_Problem description:_ Please reproduce each of the records below word for word, leaving out the pictures.

_Task input:_
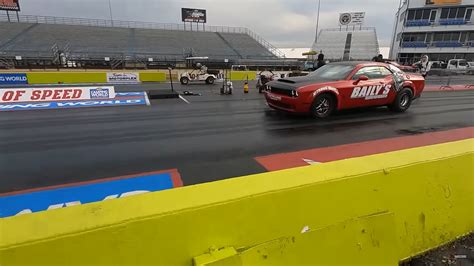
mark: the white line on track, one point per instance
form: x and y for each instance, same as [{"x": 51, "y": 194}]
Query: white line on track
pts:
[{"x": 182, "y": 98}]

_Result of the task:_
mark: the white line on track, one point per instance
form: x and y for each instance, same as [{"x": 51, "y": 194}]
Query: white line on track
pts:
[{"x": 182, "y": 98}]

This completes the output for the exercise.